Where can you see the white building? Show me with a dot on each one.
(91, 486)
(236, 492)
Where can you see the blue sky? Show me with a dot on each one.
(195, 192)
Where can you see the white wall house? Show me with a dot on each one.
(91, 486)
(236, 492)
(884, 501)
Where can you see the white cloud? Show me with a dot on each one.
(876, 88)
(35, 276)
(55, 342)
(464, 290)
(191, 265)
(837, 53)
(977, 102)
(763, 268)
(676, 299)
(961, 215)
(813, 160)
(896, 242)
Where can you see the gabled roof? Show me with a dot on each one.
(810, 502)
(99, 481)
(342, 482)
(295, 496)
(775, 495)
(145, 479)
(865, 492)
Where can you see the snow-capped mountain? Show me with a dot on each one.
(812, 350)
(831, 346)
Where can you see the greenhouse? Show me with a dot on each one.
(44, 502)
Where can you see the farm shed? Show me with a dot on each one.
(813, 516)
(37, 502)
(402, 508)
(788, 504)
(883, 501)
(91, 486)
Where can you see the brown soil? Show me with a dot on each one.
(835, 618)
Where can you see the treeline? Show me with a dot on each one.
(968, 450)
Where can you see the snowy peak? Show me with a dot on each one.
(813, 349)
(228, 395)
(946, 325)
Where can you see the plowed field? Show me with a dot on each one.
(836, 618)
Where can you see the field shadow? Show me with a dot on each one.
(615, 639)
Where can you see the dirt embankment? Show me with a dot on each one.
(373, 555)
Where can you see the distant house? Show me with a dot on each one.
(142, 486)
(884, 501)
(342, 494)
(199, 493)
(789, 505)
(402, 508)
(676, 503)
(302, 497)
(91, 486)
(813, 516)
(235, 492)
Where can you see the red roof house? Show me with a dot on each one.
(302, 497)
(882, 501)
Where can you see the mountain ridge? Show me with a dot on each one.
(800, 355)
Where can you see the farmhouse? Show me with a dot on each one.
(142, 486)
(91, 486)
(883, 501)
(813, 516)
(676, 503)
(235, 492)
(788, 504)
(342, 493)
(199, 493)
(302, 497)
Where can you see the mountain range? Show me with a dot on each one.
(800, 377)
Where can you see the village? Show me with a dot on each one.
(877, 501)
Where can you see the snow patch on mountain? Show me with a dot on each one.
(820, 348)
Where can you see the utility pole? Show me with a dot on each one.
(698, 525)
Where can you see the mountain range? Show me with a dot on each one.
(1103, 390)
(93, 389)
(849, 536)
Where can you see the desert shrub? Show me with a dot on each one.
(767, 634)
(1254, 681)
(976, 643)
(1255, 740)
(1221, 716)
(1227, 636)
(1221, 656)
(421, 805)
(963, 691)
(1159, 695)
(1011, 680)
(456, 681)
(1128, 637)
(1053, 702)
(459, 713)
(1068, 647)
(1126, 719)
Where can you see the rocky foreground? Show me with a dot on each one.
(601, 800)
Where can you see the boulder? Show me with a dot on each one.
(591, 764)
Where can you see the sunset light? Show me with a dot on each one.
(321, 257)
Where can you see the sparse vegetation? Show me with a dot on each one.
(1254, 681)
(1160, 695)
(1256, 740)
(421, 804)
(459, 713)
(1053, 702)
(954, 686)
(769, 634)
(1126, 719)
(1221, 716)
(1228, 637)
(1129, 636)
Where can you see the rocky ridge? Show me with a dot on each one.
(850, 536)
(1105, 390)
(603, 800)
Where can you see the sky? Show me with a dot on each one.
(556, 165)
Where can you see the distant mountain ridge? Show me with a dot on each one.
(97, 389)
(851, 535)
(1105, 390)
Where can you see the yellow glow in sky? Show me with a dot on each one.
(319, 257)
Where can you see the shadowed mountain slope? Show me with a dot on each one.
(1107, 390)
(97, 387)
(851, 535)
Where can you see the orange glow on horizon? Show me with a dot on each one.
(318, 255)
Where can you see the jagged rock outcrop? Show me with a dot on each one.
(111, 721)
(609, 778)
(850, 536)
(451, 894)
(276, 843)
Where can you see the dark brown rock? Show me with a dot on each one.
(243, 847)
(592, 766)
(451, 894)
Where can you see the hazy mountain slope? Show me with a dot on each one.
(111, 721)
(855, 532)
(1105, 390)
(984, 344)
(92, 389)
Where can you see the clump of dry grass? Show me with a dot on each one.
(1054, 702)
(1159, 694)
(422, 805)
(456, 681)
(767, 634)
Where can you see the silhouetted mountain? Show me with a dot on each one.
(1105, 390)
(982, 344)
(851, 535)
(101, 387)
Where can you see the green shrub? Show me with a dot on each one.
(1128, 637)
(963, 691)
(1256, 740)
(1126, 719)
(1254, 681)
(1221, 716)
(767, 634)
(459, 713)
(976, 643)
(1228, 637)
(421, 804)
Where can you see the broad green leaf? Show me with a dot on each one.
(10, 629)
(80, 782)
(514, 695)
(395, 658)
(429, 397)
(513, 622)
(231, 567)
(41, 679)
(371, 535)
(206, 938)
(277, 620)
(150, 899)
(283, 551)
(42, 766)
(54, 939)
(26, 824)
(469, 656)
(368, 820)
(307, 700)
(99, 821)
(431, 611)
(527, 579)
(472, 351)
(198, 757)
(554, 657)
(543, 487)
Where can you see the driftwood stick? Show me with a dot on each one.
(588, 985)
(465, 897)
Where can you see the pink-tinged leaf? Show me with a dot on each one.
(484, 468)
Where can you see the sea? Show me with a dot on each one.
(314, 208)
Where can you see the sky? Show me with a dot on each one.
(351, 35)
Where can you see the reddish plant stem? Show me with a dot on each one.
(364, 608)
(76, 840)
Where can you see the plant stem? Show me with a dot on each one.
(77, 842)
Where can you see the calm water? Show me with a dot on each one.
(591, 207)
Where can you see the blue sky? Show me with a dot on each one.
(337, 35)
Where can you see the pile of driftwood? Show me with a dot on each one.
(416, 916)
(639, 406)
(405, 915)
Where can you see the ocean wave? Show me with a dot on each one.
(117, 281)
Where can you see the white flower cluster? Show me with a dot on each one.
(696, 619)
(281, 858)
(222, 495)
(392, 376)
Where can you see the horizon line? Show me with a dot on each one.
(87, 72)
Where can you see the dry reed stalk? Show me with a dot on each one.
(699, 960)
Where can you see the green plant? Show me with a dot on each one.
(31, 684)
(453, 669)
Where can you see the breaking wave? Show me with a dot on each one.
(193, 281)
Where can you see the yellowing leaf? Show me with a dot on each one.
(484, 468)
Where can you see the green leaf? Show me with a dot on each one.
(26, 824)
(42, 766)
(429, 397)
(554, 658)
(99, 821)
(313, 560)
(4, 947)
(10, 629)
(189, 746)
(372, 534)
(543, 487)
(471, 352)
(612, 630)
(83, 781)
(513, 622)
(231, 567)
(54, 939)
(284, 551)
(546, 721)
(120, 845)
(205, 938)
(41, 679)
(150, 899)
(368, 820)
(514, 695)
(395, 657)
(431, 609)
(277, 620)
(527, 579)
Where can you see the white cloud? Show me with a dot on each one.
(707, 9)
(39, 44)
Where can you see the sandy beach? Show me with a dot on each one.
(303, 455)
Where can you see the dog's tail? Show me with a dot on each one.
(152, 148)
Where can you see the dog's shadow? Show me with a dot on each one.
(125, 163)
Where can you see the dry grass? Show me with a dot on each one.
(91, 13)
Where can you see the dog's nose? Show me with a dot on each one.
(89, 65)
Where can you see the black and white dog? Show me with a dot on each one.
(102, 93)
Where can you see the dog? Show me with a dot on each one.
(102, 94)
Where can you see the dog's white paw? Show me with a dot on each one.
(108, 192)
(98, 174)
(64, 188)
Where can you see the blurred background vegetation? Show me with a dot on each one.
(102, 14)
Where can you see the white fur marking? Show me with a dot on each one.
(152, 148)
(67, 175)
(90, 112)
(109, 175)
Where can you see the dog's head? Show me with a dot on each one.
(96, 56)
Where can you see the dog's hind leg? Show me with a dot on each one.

EXERCISE AIM:
Write out the data exactly as it stands.

SOLUTION TO THE PROBLEM:
Where can you see the white building? Show me with a dot on each one.
(91, 486)
(236, 492)
Where can you see the blue sky? Show me with a dot on each one.
(195, 192)
Where can you see the white wall house? Show me with a dot on each one.
(91, 486)
(236, 492)
(884, 501)
Where can you see the white cloud? Show me with a dot on each one.
(876, 88)
(35, 276)
(55, 342)
(464, 290)
(191, 265)
(837, 53)
(977, 102)
(763, 268)
(676, 299)
(961, 215)
(813, 160)
(896, 242)
Where can you see the gabled roof? Show me with a dot on each one.
(810, 502)
(99, 481)
(342, 482)
(295, 496)
(775, 495)
(145, 479)
(865, 492)
Where can you see the snow-capped mountain? Show me with a dot on each one.
(812, 350)
(831, 346)
Where can you see the greenhouse? Show me with a dot on each one.
(44, 502)
Where can you see the farm shed? Show me with a dot on each one.
(813, 516)
(37, 502)
(402, 508)
(788, 504)
(883, 501)
(91, 486)
Where can you see the brown soil? Show me with a dot on each one.
(835, 618)
Where can you see the treeline? Show me with a dot on each one.
(968, 450)
Where can you see the snowy peak? Show me with a dot on each one.
(813, 349)
(228, 395)
(946, 325)
Where can you see the plowed field? Show me with a dot on each one.
(836, 618)
Where can you see the field shadow? Show me with a dot on each one.
(615, 639)
Where can you see the dirt embankment? Show me with a dot on each one.
(373, 555)
Where can you see the distant house? Show me with a dot on each one.
(142, 486)
(884, 501)
(342, 494)
(199, 493)
(789, 505)
(402, 508)
(676, 503)
(302, 497)
(91, 486)
(813, 516)
(235, 492)
Where can you see the red roof house? Show me with a dot on each one.
(302, 497)
(882, 501)
Where can you see the mountain ridge? Show me with a dot on each one.
(800, 355)
Where can you see the farmhouse? Show me with a dot on each one.
(142, 486)
(91, 486)
(883, 501)
(813, 516)
(676, 503)
(235, 492)
(788, 504)
(342, 493)
(199, 493)
(302, 497)
Where can you see the mountain range? Show me with a dot on each one.
(800, 377)
Where can you see the village? Show me with a dot on each one.
(877, 501)
Where can you see the snow patch on mountain? Show me with a dot on each one.
(820, 348)
Where can you see the utility pole? Show me with a dot on each one.
(698, 525)
Where can you see the mountain range? Show me with a dot on each one.
(1103, 390)
(93, 389)
(849, 536)
Where can you see the desert shrub? Show me with a dot on each one.
(767, 634)
(1254, 681)
(976, 643)
(1255, 740)
(1221, 716)
(1227, 636)
(1221, 656)
(421, 805)
(963, 691)
(1159, 695)
(1011, 680)
(456, 681)
(1128, 637)
(1053, 702)
(459, 713)
(1068, 647)
(1126, 719)
Where can you see the rocky foreground? Show me with a dot on each one.
(601, 800)
Where can you see the boulder? Show me with a dot on each one.
(591, 764)
Where can you see the sunset light? Show me with a dot on each one.
(321, 257)
Where can you see the sparse vegetation? Show me with a dot on each one.
(1254, 681)
(1160, 695)
(1256, 740)
(421, 804)
(459, 713)
(1053, 702)
(954, 686)
(769, 634)
(1126, 719)
(1221, 716)
(1228, 637)
(1129, 636)
Where can you see the rocky ridge? Show me with a dot on each one.
(850, 536)
(1105, 390)
(603, 800)
Where can you see the sky? Show me with a dot on each one.
(556, 165)
Where can you see the distant mountain ridge? Show me with a dot on each one.
(97, 389)
(851, 535)
(1105, 390)
Where can you see the yellow glow in sky? Show me with a dot on each one.
(319, 257)
Where can you see the shadowed mountain slope? Show me with a dot on each one.
(1107, 390)
(97, 387)
(851, 535)
Where can you see the orange glow on horizon? Show me with a dot on each one.
(318, 255)
Where can you see the jagged rock outcrop? Show me with a dot on each one.
(111, 721)
(609, 778)
(850, 536)
(451, 894)
(276, 843)
Where can you see the dark brown rock? Show me with a dot on each one.
(243, 847)
(592, 766)
(451, 894)
Where can you see the hazy mountain slope? Show me with a dot on each one.
(111, 721)
(855, 532)
(1105, 390)
(984, 344)
(92, 389)
Where can you see the clump of dry grass? Show me with a dot on each one.
(1054, 702)
(1159, 694)
(422, 805)
(456, 681)
(767, 634)
Where can you see the silhouetted mountain? Show me with a dot on each one.
(1105, 390)
(982, 344)
(851, 535)
(101, 387)
Where can you see the green shrub? Show me with a dot on each one.
(1128, 637)
(963, 691)
(1256, 740)
(1126, 719)
(1254, 681)
(1221, 716)
(767, 634)
(459, 713)
(976, 643)
(1228, 637)
(421, 804)
Where can you see the broad green leaf? Show me with a dot on each one.
(10, 629)
(80, 782)
(514, 695)
(395, 658)
(429, 397)
(513, 622)
(231, 567)
(41, 679)
(371, 535)
(206, 938)
(277, 620)
(150, 899)
(283, 551)
(42, 766)
(54, 939)
(26, 824)
(469, 656)
(368, 820)
(307, 700)
(99, 821)
(431, 611)
(527, 579)
(472, 351)
(198, 757)
(554, 657)
(543, 487)
Where can you see the driftwood stick? Show me with a dot on each one.
(588, 985)
(465, 897)
Where can you see the pink-tinged leaf? Show me with a dot on each one.
(484, 468)
Where can you see the sea? Show me with a dot on each one.
(314, 208)
Where can you see the sky? Show me with a dot on each one.
(351, 35)
Where can you see the reddish plant stem? Show me with a dot on each one.
(364, 608)
(76, 840)
Where can you see the plant stem? Show me with a dot on each one.
(77, 842)
Where can you see the calm water? Show me with a dot on each one.
(591, 207)
Where can you see the blue sky? Show me with a dot on each one.
(337, 35)
Where can you see the pile of driftwood? Show me with a dot on each one.
(416, 916)
(639, 406)
(405, 915)
Where can you see the ocean wave? Show me with a dot on each one.
(117, 281)
Where can you see the white flower cluster? Show me with a dot on each one.
(696, 619)
(281, 858)
(222, 495)
(392, 376)
Where can you see the horizon line? Show me with a dot on each one.
(87, 72)
Where can you see the dry reed stalk? Show me with a dot on each one.
(699, 960)
Where can you see the green plant? Show me with a dot on each one.
(31, 684)
(453, 669)
Where can you see the breaking wave? Show me with a dot on each one.
(193, 281)
Where can you see the yellowing leaf? Show me with a dot on each one.
(484, 468)
Where can you see the green leaf? Show me with a dot on each one.
(26, 824)
(42, 766)
(429, 397)
(554, 658)
(99, 821)
(313, 560)
(4, 947)
(10, 629)
(189, 746)
(372, 534)
(543, 487)
(471, 352)
(612, 630)
(83, 781)
(513, 622)
(231, 567)
(54, 939)
(284, 551)
(546, 721)
(120, 845)
(205, 938)
(41, 679)
(150, 899)
(368, 820)
(514, 695)
(395, 657)
(431, 609)
(277, 620)
(527, 579)
Where can you see the white cloud? Show me with a dot on each one.
(707, 9)
(39, 44)
Where can you see the sandy beach? Show me with a dot on each one.
(303, 455)
Where can you see the dog's tail? Show me with a dot on each one.
(152, 148)
Where can you see the dog's shadow? Show me with a dot on each one.
(125, 163)
Where can you see the dry grass? Show me with a dot on each one.
(91, 13)
Where can you see the dog's nose? Show me with a dot on each one.
(89, 65)
Where can you see the black and white dog? Show me with a dot on each one.
(102, 93)
Where can you see the dog? Show me with a dot on each one.
(102, 94)
Where can you see the dog's white paw? Show me with a dot on each one.
(108, 192)
(98, 174)
(64, 188)
Where can you see the blurred background vegetation? Show me with a dot on each one.
(102, 14)
Where can you see the white fur marking? Show me with a dot on each one.
(152, 148)
(67, 175)
(90, 112)
(109, 175)
Where can you see the dog's head? Show me with a dot on each one.
(96, 56)
Where can you see the dog's hind leg? Show me with a dot on each one.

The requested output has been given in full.